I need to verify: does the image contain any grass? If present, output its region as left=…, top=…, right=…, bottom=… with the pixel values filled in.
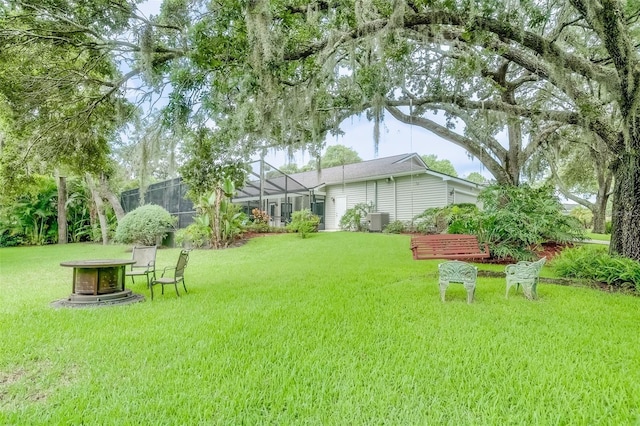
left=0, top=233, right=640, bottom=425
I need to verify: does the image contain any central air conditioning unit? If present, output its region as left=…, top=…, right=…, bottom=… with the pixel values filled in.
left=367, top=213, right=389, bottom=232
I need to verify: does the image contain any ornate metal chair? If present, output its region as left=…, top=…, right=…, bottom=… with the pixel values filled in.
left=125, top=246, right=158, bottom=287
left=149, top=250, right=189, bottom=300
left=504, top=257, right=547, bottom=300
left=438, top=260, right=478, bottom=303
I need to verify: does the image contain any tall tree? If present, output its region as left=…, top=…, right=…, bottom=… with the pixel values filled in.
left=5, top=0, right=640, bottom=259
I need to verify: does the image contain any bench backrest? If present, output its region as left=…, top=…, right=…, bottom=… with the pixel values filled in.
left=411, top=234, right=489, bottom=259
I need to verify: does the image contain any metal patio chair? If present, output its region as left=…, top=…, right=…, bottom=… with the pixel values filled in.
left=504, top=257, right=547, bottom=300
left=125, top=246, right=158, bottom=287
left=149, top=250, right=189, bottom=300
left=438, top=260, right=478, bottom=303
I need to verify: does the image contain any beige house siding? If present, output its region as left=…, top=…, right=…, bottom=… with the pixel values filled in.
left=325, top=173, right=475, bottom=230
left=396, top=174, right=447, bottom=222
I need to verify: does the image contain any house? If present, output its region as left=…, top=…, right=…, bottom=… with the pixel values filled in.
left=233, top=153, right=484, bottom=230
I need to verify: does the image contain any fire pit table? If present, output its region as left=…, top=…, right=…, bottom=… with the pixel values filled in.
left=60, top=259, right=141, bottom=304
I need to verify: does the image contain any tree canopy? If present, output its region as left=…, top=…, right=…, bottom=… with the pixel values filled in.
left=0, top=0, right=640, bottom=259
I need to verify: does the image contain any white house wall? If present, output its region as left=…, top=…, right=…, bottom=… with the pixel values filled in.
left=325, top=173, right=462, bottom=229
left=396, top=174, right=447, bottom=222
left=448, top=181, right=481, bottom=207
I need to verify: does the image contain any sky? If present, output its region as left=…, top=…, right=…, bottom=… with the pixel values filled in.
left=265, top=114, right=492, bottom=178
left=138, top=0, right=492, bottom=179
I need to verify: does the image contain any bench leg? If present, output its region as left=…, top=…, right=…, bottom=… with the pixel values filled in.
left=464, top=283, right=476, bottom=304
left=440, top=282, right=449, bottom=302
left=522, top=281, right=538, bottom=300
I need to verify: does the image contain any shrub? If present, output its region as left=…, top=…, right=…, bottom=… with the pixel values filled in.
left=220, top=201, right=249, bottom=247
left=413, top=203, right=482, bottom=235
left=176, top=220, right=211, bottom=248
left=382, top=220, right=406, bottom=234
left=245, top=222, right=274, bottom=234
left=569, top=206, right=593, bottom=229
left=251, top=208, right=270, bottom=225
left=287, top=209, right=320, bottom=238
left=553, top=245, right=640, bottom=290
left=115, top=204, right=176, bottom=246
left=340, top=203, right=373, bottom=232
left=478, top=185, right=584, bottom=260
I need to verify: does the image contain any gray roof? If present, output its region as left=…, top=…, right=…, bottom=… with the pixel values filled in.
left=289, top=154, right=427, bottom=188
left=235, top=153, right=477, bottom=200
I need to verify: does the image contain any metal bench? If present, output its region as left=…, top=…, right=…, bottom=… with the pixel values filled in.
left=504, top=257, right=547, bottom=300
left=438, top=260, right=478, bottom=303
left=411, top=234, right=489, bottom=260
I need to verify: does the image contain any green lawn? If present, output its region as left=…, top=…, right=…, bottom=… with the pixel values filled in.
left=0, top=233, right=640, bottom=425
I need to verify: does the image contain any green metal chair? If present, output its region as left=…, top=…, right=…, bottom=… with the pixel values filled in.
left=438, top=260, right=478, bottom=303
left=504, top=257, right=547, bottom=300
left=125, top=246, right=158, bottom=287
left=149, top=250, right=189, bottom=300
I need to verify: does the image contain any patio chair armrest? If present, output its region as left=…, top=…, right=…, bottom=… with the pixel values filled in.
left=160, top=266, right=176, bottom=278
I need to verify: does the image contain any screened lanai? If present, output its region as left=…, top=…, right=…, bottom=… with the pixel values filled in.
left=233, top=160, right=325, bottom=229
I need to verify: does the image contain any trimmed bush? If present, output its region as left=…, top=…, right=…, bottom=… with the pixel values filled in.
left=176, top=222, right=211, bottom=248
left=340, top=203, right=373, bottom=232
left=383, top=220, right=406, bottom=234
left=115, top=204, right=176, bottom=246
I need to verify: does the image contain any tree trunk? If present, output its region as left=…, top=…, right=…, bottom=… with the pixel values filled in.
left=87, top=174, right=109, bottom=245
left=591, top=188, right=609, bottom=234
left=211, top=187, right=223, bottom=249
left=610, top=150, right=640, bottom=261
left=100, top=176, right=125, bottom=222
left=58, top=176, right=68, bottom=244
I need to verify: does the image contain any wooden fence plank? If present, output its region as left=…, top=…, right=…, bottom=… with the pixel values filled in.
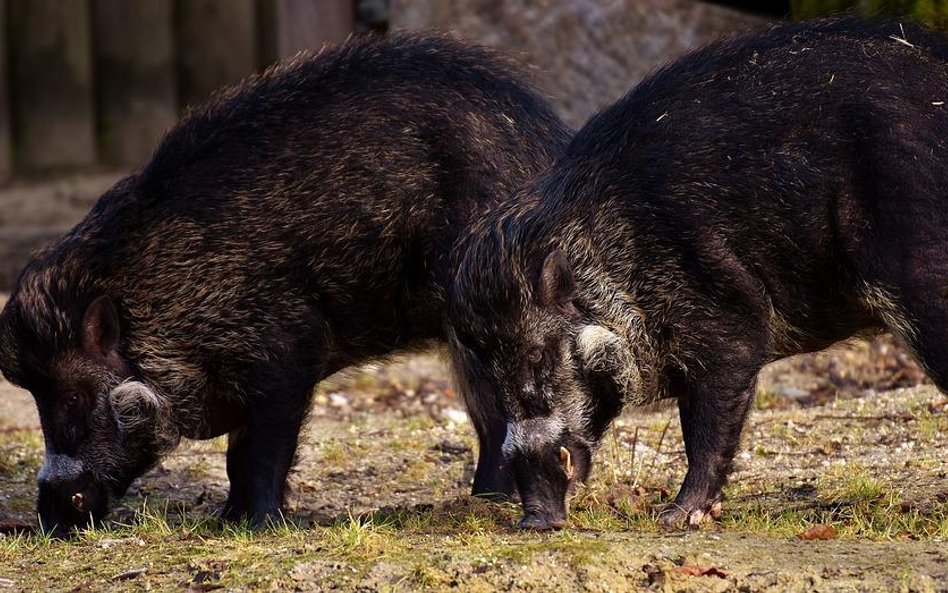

To be done
Please rewrite every line from the one containing "I need to verify: does the image contain any patio" down to the one containing "left=233, top=160, right=325, bottom=229", adding 89 to each coordinate value in the answers and leaving everything else unchanged.

Solution to this problem
I need to verify: does the image contain any patio chair armrest? If present, output its region as left=…, top=…, right=…, bottom=… with the pixel values filled in.
left=249, top=355, right=265, bottom=367
I need to verify: does the image contain any screened lanai? If present, output its region as left=…, top=…, right=…, bottom=… with the pixel values filled in.
left=322, top=249, right=414, bottom=318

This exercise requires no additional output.